> **Work to be completed**: Scan the records below for the line with "red packaging accordingly in the photo above." and the line with "Each instance receives exactly one keypoint. Mark the girl". Repeat those two lines and every line between them exactly, and nothing else.

> **Material for this exercise**:
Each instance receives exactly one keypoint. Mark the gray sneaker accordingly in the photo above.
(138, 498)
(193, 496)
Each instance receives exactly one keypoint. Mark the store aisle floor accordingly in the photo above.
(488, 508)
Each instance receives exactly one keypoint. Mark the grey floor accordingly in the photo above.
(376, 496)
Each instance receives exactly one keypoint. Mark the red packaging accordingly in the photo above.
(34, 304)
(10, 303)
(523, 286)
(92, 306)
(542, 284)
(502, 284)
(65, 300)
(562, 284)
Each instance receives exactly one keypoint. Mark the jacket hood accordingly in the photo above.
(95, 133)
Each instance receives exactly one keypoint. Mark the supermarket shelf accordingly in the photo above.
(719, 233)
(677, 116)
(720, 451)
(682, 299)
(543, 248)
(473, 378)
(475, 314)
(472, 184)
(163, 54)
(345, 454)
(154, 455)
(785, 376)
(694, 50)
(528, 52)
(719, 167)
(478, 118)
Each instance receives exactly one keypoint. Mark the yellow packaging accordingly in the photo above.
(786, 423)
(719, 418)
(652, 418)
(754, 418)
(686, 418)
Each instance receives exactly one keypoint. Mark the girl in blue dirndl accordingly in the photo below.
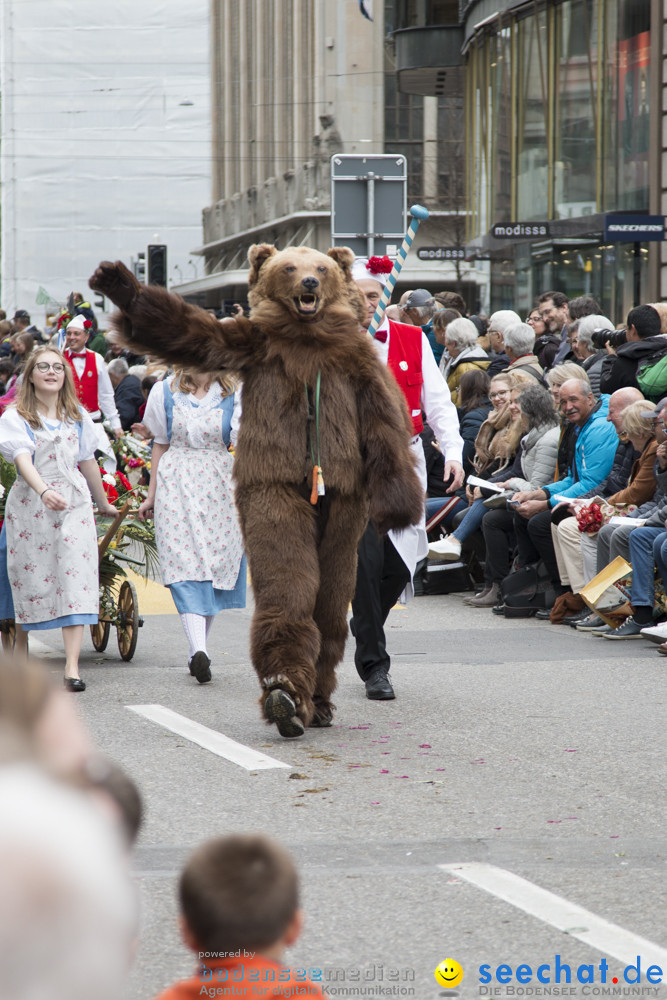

==

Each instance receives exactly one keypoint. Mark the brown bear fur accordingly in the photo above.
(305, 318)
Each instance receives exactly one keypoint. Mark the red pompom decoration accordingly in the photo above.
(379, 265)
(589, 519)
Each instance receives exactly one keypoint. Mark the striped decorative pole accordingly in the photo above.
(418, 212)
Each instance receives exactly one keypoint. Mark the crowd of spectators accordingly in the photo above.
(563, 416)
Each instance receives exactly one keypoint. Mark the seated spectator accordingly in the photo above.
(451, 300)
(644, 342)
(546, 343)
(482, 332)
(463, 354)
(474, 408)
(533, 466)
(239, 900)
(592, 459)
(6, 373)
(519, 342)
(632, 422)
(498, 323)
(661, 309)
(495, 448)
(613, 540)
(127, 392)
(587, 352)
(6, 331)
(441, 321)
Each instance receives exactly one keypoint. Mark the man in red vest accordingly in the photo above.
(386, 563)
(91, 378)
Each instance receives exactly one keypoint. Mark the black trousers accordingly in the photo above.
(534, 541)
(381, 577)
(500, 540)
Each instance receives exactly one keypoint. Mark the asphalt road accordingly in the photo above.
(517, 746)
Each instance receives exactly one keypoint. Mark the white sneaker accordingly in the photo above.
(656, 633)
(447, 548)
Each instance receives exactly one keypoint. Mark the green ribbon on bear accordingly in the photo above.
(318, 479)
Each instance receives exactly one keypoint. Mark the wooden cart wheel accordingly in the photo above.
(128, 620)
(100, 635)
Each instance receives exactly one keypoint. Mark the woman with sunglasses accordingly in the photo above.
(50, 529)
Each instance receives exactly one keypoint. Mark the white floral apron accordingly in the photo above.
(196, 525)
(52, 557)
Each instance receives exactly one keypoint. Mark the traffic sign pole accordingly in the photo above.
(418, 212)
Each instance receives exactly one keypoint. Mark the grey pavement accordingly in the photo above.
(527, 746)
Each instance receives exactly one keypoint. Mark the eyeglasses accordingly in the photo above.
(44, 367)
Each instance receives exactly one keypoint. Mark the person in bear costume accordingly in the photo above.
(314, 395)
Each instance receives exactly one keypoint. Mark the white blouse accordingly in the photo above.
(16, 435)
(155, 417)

> **Task solution**:
Each instance receives exactly one keypoint. Mark the red packaging accordingly in the photo above.
(34, 304)
(10, 303)
(523, 286)
(92, 306)
(542, 284)
(502, 284)
(65, 300)
(562, 284)
Each instance receives exactly one keypoint. Mark the jacket hood accordingly in the photo above.
(95, 133)
Each instance receives exactly one keypoint. Mark the supermarket shelf accordingly in the photo above.
(719, 233)
(677, 116)
(720, 451)
(682, 299)
(543, 248)
(473, 378)
(475, 314)
(472, 184)
(163, 54)
(345, 454)
(154, 455)
(785, 376)
(694, 50)
(528, 52)
(719, 167)
(478, 118)
Each instance receives exactly one keypoint. Mark the yellow packaging accordingly in the photo above.
(786, 423)
(719, 418)
(652, 418)
(754, 418)
(686, 418)
Each instance receives exactly one keypoint. Mark the girl in blue dirndl accordingly in the photo below.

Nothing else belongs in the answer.